▸ Problems to work on
1) In the hummingbird thread, what should happen to the sugar and the water before the feeder is filled?
2) List the username of every person who posts in the hummingbird thread, naming each one once.
3) Write the next part of the hummingbird forum thread, picking up after its final post.
* begin Extract *
# Hummingbirds!



## aln (Jan 26, 2010)

well..to my surprise i say 2 hummingbirds today in my backyard darting around. at first i was like what HUGE flies or some kind of insect. and i went outside and these little bird where flying round. i guess looking for food

anyone know where i can buy hummingbird feeders? i'm gunna research some flowers that i should plant or buy too, to attract more of these little buggers i'll try and get pictures <--a hell task


----------



## Windowlicka (Mar 5, 2008)

Feeders? Most garden centres and petshops. Don't buy the pricey mixes though (Foodwise), just boil some water and add lots of sugar. Let the sugar dissolve and the water cool before filling the feeder.

Plant-wise? Pretty much any plant with a "bell-shaped" flower will suffice - "if you plant them, they will come"! 

We get lots of them visiting our yard through spring/summer - they're very welcome guests.


----------



## Windowlicka (Mar 5, 2008)

Oh, and change the feed daily, and for two reasons:

1) it attracts bugs (especially wasps/ hornets)
2) more importantly, the sugar solution quickly "goes off", and turns to poison that will kill the birds


----------



## Ciddian (Mar 15, 2006)

Eee! I wonder if we get any around our house anymore? I want to hijack my moms backyard and do some native bird and butterfly friendly plants.
* end Extract *
* begin Rows *
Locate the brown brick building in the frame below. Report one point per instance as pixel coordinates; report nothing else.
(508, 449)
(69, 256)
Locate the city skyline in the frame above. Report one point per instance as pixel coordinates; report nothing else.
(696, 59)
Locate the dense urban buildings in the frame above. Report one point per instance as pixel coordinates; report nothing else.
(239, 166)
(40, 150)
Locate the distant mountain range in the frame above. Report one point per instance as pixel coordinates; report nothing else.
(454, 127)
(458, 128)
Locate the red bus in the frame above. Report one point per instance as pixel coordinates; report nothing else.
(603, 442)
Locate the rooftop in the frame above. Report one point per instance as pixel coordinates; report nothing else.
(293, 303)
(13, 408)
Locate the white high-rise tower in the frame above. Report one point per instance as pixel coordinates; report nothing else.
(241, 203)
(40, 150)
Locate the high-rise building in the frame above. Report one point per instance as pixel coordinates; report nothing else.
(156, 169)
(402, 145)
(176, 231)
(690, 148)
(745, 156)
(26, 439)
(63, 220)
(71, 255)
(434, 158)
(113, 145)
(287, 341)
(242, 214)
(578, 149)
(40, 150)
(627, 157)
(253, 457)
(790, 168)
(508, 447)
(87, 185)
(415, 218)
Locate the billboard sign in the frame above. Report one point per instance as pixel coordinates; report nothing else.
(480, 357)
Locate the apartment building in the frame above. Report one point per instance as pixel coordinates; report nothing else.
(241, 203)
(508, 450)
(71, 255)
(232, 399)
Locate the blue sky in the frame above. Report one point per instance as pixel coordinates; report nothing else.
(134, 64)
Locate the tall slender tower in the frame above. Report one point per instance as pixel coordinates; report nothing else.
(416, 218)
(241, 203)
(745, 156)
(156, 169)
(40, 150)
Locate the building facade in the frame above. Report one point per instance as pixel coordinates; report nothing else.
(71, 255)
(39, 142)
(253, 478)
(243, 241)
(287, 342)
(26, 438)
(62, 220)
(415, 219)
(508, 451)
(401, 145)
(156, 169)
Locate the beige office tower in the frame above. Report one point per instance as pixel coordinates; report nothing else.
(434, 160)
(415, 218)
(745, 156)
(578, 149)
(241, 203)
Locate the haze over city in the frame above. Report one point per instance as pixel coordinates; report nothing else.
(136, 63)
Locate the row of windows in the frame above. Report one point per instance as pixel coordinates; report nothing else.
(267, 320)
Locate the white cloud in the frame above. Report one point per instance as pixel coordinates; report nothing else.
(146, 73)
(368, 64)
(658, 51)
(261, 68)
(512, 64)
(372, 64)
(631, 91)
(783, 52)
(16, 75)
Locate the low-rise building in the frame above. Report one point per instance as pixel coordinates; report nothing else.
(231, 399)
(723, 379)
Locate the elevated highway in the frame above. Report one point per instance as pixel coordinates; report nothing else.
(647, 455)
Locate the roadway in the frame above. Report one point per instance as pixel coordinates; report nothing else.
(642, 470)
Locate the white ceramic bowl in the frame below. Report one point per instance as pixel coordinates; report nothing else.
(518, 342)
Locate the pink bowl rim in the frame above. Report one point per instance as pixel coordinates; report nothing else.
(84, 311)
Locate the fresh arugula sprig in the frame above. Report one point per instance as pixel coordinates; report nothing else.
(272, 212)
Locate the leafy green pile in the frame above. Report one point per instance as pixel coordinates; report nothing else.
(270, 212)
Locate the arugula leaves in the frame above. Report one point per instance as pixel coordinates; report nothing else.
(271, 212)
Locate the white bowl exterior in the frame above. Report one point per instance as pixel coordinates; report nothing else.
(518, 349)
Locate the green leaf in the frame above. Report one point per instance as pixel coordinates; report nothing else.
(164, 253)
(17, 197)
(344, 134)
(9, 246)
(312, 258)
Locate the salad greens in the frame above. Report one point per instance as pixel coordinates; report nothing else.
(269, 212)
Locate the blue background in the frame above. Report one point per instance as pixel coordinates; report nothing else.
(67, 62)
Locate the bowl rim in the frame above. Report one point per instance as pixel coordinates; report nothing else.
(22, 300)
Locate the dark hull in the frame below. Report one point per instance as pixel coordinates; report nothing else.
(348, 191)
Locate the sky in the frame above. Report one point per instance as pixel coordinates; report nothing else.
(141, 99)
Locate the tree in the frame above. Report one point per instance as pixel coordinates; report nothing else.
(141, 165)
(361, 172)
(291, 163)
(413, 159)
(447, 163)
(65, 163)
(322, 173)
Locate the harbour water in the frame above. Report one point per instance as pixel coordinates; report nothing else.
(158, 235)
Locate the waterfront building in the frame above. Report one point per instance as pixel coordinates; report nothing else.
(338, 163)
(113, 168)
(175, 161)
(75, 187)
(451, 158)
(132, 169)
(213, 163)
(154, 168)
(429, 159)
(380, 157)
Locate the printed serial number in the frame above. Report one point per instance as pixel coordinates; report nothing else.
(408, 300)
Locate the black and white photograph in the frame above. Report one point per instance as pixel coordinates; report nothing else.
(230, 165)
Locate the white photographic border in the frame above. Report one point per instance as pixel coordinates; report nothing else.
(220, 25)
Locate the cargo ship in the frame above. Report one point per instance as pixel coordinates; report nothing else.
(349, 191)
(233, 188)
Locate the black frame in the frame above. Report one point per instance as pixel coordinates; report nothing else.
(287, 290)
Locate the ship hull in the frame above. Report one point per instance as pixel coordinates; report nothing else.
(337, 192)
* end Rows *
* begin Rows *
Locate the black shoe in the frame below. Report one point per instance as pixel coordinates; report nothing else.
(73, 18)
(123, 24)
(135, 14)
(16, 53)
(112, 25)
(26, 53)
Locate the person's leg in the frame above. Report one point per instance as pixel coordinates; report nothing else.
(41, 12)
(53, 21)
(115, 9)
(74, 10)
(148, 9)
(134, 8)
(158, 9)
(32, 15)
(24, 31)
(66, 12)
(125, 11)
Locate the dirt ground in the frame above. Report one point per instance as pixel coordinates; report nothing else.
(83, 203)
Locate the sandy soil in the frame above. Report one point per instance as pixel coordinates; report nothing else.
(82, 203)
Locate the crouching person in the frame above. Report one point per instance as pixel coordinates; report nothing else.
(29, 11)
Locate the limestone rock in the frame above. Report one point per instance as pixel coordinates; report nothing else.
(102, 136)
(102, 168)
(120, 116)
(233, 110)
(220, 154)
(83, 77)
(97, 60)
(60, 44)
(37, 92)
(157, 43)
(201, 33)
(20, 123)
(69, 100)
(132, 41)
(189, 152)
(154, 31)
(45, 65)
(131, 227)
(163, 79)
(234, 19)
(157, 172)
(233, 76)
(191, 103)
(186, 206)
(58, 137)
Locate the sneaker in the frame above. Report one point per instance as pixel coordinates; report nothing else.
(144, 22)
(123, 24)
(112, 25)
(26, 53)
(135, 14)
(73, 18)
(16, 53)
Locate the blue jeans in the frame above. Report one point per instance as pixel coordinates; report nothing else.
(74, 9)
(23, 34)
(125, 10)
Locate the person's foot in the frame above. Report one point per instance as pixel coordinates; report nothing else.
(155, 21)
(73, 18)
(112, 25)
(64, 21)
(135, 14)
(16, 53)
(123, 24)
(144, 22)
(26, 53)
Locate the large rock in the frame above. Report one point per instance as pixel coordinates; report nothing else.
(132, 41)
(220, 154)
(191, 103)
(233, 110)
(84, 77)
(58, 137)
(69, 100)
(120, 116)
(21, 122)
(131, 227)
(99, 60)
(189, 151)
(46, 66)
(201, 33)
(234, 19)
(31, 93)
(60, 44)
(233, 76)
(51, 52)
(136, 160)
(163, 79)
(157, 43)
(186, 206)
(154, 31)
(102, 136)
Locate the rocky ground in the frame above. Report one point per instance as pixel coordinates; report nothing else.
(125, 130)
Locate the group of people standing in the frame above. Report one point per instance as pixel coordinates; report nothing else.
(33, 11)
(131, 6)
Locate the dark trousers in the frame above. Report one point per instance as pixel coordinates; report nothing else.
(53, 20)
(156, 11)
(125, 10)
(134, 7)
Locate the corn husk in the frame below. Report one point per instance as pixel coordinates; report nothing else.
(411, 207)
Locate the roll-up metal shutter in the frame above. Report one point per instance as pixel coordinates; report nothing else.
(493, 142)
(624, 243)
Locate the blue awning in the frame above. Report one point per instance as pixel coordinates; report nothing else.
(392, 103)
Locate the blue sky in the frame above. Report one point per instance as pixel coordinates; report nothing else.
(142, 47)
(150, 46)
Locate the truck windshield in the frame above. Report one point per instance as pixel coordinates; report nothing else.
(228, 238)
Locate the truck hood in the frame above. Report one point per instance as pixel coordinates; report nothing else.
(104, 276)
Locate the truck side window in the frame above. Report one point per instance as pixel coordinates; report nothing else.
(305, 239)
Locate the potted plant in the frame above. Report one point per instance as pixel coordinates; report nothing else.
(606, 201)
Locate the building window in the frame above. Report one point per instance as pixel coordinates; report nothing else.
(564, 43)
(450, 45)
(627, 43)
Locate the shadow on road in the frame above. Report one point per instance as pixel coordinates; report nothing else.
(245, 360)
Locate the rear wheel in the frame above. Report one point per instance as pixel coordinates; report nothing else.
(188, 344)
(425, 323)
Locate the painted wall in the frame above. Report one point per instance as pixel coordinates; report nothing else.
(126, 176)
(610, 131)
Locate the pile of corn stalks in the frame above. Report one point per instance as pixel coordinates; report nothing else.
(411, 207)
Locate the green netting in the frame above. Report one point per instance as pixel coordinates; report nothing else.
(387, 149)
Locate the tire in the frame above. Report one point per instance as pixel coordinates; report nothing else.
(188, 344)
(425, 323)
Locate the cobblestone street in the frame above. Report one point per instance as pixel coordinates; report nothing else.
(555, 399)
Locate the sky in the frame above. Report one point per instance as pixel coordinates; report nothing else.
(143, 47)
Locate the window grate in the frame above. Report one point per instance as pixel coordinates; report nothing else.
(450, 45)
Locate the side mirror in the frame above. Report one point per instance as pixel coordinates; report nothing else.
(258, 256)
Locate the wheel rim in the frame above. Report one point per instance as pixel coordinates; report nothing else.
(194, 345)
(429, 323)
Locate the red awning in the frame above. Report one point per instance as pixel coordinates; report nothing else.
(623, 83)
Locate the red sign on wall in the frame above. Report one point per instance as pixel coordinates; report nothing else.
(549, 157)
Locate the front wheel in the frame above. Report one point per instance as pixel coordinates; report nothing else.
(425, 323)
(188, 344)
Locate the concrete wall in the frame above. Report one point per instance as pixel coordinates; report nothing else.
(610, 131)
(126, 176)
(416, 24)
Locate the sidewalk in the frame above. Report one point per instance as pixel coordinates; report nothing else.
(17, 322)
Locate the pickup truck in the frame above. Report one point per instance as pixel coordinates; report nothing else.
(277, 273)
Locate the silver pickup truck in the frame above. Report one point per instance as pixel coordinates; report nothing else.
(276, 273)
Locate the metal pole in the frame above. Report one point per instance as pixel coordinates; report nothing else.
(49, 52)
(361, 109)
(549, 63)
* end Rows *
* begin Rows *
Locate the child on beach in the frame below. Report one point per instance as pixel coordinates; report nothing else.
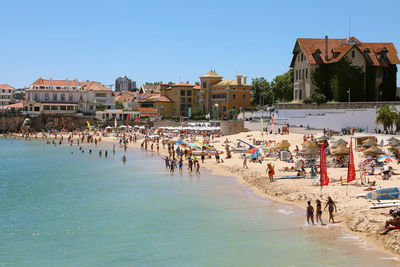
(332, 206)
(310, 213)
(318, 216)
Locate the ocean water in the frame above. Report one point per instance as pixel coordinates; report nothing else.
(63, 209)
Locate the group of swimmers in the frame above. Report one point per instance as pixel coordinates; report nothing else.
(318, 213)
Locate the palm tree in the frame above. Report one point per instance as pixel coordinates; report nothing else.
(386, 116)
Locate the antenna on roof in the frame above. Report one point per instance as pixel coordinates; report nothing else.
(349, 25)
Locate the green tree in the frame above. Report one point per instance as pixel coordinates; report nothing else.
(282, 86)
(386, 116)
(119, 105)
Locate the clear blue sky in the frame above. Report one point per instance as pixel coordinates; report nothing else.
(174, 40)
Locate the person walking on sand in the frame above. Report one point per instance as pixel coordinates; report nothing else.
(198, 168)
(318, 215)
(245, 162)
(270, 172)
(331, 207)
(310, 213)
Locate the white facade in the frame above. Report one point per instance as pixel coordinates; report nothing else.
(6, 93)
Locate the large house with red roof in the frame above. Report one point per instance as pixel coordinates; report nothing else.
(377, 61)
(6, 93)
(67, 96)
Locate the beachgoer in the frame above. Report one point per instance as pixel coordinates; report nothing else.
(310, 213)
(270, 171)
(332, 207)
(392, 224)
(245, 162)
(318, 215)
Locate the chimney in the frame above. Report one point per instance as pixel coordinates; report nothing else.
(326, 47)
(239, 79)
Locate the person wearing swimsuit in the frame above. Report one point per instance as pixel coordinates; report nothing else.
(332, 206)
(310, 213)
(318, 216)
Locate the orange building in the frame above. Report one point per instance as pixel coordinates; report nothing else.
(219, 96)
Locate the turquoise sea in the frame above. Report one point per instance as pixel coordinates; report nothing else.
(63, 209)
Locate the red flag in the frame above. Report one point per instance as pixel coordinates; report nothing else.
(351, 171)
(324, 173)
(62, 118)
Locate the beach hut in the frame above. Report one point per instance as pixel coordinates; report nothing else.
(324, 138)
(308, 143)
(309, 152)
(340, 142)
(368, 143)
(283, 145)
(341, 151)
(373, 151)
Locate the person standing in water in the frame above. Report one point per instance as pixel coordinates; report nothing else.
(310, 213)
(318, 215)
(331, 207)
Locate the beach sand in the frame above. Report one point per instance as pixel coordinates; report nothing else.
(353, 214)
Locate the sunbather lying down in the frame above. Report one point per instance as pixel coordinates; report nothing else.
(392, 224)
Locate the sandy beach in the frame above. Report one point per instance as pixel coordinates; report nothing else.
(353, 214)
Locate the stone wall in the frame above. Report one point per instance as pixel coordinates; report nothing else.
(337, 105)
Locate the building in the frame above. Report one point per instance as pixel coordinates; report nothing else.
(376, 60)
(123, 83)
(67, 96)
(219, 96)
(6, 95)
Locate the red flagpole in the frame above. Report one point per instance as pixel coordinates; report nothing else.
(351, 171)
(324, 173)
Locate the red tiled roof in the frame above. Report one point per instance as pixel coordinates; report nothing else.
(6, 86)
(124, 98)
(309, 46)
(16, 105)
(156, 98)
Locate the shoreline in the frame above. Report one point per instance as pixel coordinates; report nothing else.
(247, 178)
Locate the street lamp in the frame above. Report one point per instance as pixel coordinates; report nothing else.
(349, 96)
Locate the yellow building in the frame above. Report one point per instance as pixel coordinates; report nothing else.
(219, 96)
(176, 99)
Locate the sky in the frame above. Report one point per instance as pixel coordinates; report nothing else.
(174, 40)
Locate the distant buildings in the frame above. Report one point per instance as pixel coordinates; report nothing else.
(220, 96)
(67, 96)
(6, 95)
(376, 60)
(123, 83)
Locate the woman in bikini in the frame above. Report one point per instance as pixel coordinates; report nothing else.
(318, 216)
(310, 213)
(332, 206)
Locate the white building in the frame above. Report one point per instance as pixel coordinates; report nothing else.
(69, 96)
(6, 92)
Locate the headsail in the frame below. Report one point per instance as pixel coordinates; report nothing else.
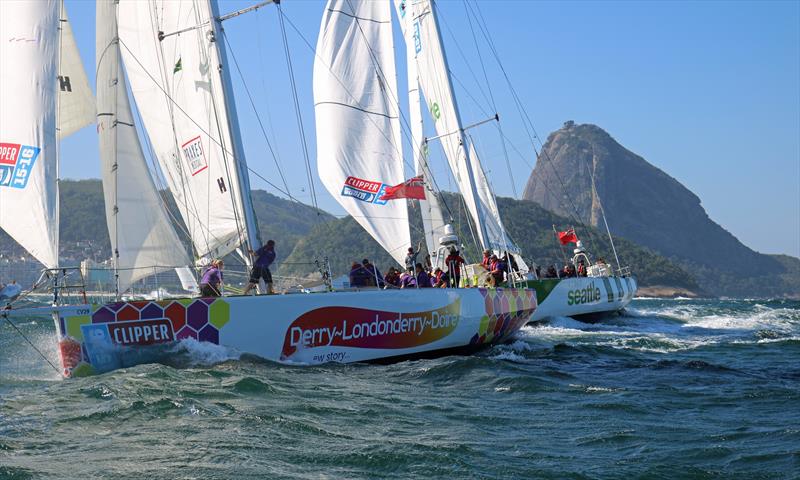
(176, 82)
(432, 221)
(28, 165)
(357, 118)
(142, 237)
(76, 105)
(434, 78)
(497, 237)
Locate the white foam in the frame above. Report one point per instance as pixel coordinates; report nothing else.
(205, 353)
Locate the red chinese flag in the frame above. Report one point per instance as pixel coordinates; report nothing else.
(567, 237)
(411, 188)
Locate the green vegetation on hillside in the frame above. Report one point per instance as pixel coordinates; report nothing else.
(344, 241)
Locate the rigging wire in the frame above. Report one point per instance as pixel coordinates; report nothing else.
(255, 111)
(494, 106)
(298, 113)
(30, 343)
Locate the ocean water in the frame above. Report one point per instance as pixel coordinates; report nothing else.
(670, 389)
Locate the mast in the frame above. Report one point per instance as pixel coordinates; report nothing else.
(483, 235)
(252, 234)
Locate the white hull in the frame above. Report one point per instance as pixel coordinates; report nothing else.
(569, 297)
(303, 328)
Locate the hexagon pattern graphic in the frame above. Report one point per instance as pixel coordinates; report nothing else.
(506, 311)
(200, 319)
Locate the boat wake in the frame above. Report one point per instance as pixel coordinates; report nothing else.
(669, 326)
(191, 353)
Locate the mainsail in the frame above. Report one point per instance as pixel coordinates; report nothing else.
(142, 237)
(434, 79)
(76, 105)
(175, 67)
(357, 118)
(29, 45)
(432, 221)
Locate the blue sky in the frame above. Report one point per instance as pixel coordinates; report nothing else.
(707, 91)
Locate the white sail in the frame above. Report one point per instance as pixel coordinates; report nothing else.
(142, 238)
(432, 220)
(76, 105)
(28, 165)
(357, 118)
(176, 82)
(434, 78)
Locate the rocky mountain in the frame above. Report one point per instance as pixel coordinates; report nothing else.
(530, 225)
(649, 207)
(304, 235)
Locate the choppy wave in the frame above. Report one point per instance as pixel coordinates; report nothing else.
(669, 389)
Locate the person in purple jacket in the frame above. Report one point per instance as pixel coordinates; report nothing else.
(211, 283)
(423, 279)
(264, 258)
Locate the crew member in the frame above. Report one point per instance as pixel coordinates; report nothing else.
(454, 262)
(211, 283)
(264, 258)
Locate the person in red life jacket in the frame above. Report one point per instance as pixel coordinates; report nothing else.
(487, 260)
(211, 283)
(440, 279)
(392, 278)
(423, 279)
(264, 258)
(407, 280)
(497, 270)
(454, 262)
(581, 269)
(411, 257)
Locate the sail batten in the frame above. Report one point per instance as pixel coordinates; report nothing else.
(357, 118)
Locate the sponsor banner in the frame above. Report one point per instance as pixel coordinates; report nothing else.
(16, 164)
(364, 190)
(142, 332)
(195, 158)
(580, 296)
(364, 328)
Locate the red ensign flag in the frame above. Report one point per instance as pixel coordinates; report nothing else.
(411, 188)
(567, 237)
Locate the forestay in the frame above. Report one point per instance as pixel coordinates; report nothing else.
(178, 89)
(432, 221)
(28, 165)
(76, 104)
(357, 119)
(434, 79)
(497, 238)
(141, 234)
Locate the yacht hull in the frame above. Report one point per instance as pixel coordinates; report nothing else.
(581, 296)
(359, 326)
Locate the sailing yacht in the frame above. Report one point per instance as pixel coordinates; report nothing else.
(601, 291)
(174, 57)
* end Rows *
▸ Answers per task
1) The sugar should dissolve and the water should cool.

2) aln, Windowlicka, Ciddian

3)
I really miss the humming birds, I would always watch them at our old cottage. I also want to see more bats!


----------



## Byronicle (Apr 18, 2009)

my DIY hummingbird feeder i made was just simply a petri dish filled with sugar water, glued onto a piece of cardboard cut out into a shape of a flower.

paint red, that's the colour birds are attracted to, blue and violet just gets you bumblebees


----------



## aln (Jan 26, 2010)

pictures?  lol

cid: yah! where i usta live we use to see bat around dawn i miss thos lil buggers too


----------



## Byronicle (Apr 18, 2009)

aln said:


> pictures?  lol
> 
> cid: yah! where i usta live we use to see bat around dawn i miss thos lil buggers too


well if you want to see bats, go to a pond. they love mosquitoes (thank the lord!)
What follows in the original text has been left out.